### OBJECTIVE
Copy the material below word for word, starting at the line that contains "Expected: one dot placed on each instance of the tree, the" and ending at the line that contains "point(286, 106)". Omit the pictures from your copy.
☆ ☆ ☆ ☆ ☆
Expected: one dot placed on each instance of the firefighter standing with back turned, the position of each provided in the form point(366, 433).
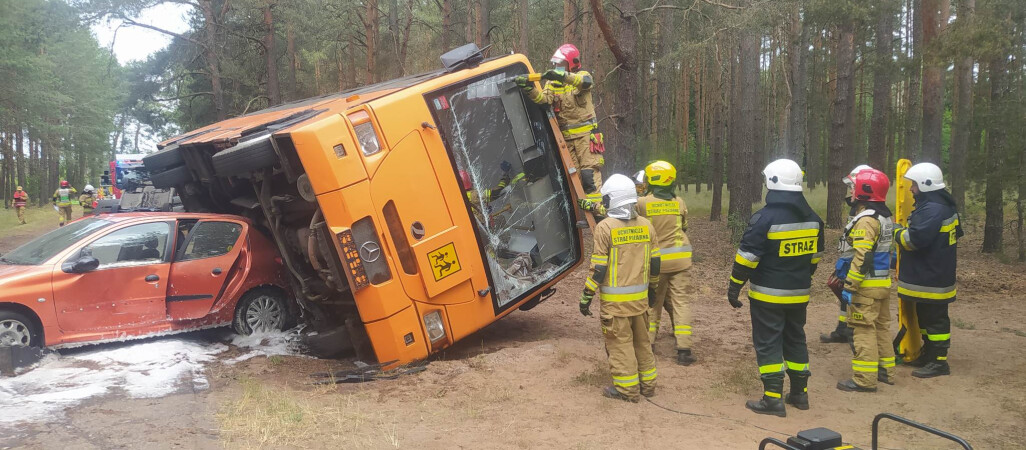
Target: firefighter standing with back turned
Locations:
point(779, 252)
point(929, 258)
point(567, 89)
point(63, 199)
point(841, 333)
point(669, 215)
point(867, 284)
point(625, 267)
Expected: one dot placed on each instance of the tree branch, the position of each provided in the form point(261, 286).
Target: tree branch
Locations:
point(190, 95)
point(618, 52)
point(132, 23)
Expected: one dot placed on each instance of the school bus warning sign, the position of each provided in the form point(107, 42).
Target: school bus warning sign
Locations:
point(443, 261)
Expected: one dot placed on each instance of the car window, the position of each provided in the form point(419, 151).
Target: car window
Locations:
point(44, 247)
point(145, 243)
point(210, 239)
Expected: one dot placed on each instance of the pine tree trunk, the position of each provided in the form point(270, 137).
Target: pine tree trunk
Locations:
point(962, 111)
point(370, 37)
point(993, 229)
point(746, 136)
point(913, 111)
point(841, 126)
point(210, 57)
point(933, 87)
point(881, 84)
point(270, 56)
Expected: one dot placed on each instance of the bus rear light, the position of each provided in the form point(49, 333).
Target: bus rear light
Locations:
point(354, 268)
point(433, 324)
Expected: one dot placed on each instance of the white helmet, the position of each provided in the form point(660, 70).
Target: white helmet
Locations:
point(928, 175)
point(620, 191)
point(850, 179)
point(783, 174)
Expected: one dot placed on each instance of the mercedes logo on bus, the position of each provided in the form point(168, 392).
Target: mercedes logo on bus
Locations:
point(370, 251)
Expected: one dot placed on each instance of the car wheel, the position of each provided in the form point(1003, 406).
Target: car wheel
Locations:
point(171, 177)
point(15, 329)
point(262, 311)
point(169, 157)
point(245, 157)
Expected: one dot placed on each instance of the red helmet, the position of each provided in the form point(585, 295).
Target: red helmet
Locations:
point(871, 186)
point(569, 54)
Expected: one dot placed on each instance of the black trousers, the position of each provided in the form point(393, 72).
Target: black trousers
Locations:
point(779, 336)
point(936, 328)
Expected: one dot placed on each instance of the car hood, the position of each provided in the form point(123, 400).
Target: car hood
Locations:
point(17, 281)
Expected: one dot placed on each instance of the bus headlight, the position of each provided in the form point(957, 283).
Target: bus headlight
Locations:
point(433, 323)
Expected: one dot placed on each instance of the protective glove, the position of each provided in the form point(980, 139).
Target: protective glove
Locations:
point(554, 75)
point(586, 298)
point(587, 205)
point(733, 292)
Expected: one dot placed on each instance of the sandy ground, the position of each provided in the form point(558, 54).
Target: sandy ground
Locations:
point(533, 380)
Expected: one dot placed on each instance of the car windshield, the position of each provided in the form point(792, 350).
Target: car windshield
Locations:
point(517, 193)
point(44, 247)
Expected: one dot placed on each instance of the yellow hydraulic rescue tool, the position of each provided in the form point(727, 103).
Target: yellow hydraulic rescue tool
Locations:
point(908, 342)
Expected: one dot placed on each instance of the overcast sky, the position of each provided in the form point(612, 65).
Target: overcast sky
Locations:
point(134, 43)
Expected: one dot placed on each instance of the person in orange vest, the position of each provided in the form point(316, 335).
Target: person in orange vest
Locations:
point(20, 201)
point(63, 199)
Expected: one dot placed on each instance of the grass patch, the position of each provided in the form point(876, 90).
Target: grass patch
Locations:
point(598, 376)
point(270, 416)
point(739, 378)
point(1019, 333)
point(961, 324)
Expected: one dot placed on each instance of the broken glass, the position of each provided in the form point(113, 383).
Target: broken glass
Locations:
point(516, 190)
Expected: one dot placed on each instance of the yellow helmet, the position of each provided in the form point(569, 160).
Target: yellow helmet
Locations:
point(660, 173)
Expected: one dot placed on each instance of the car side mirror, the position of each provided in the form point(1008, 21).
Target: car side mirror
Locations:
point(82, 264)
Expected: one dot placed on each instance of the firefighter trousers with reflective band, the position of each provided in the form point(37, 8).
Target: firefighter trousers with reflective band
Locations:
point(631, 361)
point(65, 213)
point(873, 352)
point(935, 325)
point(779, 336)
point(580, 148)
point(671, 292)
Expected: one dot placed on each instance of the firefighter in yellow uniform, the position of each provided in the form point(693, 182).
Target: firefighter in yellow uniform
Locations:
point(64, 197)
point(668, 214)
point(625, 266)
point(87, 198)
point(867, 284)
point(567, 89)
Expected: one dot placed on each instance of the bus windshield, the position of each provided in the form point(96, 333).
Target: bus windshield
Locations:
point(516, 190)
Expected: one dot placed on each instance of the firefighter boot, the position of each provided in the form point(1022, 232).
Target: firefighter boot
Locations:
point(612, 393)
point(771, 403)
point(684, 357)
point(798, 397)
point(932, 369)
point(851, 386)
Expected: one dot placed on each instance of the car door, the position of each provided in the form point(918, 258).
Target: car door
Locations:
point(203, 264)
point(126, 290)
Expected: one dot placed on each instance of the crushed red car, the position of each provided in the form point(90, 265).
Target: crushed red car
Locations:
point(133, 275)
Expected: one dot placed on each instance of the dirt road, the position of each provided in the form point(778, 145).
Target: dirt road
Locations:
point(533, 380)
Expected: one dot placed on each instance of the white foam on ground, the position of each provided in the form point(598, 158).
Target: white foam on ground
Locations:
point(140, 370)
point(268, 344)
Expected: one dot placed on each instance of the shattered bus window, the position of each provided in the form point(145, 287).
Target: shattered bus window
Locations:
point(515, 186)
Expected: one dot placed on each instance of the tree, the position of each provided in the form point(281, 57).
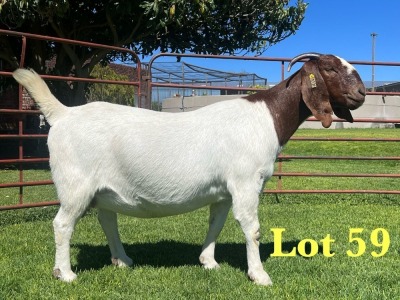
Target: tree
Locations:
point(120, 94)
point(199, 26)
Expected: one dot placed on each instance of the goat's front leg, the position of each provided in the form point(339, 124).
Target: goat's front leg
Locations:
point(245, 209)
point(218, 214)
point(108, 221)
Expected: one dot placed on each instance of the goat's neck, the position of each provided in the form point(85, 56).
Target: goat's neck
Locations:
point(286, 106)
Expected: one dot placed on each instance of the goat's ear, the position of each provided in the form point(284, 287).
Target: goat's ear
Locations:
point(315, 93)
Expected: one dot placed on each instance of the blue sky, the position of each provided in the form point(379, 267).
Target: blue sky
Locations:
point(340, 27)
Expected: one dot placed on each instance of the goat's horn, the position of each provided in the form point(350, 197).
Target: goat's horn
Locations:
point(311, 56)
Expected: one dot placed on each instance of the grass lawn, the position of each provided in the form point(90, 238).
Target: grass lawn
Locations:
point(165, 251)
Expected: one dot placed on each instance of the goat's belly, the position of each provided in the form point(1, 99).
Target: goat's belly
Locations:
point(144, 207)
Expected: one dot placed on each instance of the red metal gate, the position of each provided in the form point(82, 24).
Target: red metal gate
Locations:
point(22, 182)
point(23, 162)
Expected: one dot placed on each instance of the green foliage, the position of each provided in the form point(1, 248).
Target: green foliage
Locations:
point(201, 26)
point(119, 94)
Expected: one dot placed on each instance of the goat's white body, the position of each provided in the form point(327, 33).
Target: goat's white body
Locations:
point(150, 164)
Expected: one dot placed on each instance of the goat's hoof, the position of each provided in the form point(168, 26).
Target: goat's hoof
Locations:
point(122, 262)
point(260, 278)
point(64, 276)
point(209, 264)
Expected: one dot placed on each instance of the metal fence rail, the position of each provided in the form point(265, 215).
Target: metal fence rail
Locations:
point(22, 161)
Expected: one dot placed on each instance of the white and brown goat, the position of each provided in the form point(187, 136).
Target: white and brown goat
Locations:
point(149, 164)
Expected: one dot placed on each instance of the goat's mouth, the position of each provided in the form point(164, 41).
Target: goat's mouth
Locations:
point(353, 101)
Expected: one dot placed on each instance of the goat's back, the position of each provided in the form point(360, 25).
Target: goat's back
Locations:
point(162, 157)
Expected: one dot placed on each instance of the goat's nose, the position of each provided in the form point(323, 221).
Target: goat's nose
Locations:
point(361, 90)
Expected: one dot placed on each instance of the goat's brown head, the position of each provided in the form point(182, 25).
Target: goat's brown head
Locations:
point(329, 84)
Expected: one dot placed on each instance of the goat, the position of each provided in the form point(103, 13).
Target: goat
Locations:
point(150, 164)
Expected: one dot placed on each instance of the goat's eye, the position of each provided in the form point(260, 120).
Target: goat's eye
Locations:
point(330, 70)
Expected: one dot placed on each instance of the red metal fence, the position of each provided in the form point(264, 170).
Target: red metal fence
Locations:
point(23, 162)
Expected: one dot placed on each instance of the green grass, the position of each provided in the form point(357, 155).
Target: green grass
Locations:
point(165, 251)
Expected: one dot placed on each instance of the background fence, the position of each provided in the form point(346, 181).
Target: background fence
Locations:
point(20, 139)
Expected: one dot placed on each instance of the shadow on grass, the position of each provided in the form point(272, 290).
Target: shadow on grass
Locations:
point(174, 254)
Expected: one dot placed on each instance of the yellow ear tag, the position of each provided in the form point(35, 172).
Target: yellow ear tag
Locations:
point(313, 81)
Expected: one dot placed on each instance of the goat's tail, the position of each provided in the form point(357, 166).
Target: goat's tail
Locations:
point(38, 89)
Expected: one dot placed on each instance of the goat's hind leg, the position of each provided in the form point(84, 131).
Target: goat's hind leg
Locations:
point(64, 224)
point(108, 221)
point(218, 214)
☆ ☆ ☆ ☆ ☆
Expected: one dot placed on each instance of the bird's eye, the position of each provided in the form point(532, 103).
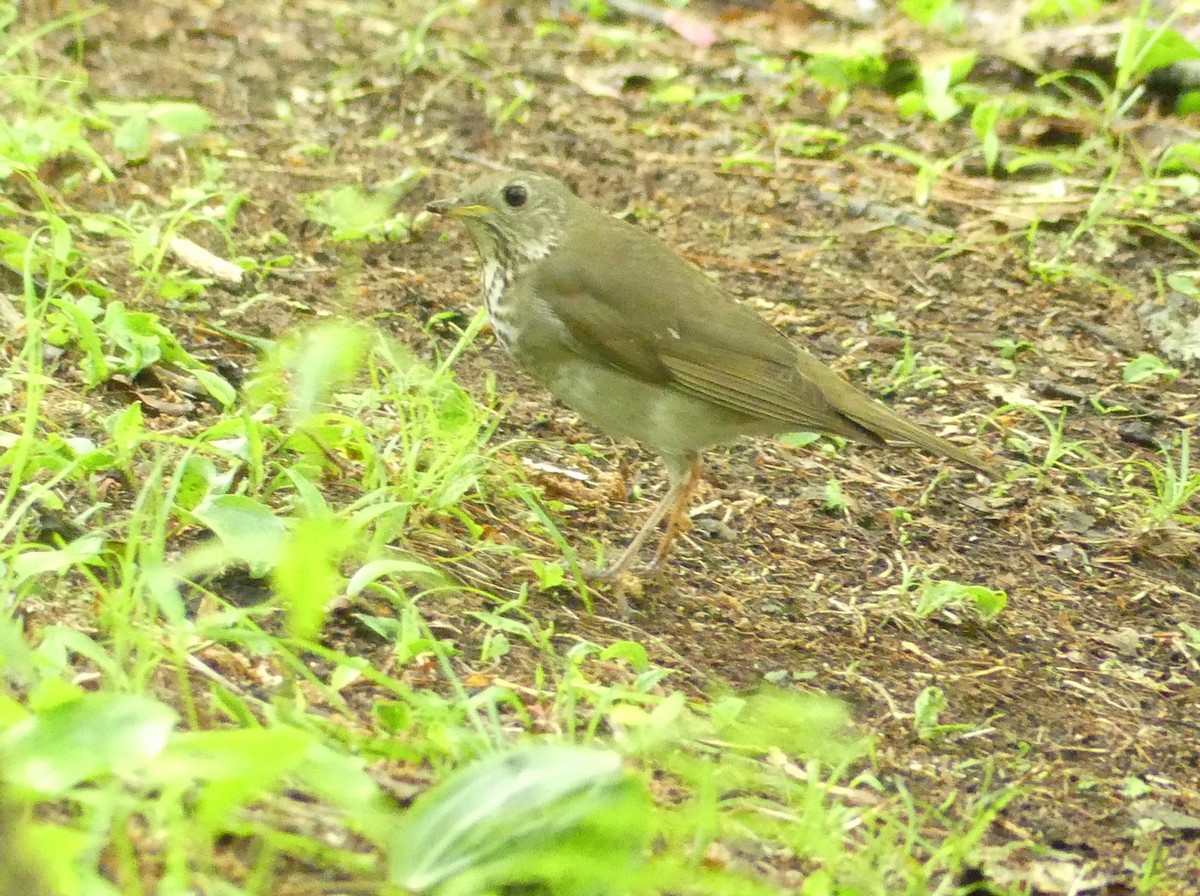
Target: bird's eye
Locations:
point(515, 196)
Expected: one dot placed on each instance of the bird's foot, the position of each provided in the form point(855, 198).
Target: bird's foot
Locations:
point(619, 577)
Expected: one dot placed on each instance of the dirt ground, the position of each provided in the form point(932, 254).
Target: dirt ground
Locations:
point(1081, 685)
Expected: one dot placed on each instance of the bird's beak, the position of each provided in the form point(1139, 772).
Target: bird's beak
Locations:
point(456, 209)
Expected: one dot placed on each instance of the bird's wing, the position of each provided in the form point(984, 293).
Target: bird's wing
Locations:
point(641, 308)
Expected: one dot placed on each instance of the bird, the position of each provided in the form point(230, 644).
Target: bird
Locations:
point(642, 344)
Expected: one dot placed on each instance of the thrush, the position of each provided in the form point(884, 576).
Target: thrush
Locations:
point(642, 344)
☆ ☆ ☆ ☆ ☆
### RIGHT ANSWER
Expected: one dot placed on each instance of the tree, the position of each provided in the form point(281, 57).
Target: tree
Locations:
point(120, 94)
point(199, 26)
Expected: one dot placed on each instance of the goat's front leg, the position of each provided in the form point(339, 124).
Target: goat's front leg
Locations:
point(245, 209)
point(218, 214)
point(108, 221)
Expected: one dot placed on each instance of the goat's neck, the position of each provided in the form point(85, 56).
Target: goat's neck
Locations:
point(286, 106)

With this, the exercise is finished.